* [WHAT IS REQUIRED] Present every line of the items below as a Markdown table with two columns, No. and Line, numbering each row and skipping blank lines. Leave the pictures out of the table.
— Begin —
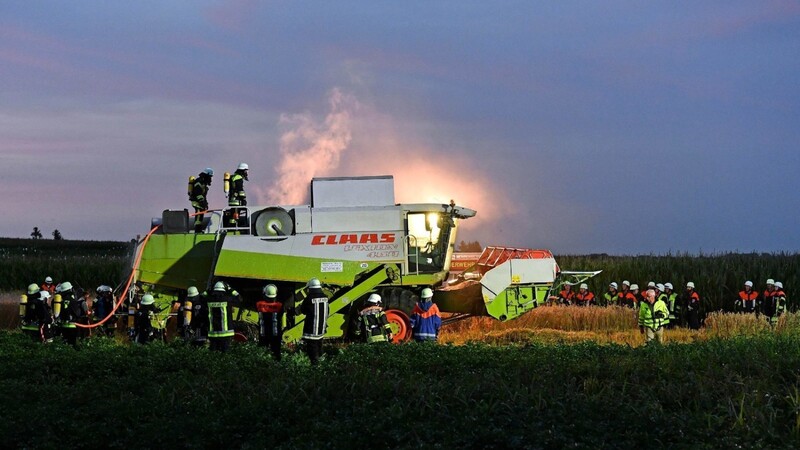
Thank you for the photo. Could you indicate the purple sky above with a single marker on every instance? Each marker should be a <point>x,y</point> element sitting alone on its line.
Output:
<point>580,126</point>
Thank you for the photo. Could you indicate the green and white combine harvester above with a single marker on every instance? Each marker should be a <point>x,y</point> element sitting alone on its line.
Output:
<point>356,240</point>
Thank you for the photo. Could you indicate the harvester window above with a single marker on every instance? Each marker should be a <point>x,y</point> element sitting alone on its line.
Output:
<point>424,236</point>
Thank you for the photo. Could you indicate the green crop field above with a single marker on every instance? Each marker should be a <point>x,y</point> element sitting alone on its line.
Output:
<point>721,393</point>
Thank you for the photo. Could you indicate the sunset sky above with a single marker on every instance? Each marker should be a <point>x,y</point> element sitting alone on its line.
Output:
— End —
* [RESULT FOR THIS TASK]
| No. | Line |
|---|---|
| 1 | Thank you for the photo. Could you indicate the purple sky above with a single marker on every instance? Each marker should be a <point>x,y</point> element sitting alone on its line. |
| 2 | Output: |
| 3 | <point>580,126</point> |
| 4 | Thank you for the photo. Could you indicate the green and white combine harvester above with a single marker on every instance? Each marker should be a <point>x,y</point> element sitting alone on its line. |
| 5 | Output: |
| 6 | <point>356,240</point> |
| 7 | Thank you for the photo. Could you indicate the harvester window above with a single marker on every instance? Each marker should be a <point>x,y</point> element sitting alone on its line. |
| 8 | Output: |
| 9 | <point>424,236</point> |
| 10 | Thank you for the photo. Could you indicate the green crop field above with a single marker on every instance? Each marker should be a <point>x,y</point> element sitting alone on its line. |
| 11 | Output: |
| 12 | <point>721,393</point> |
| 13 | Thank you for the photo. Could you indicate the sunset sky above with a single marker on every instance? Each marker should be a <point>x,y</point> element sitting alone on its line. |
| 14 | Output: |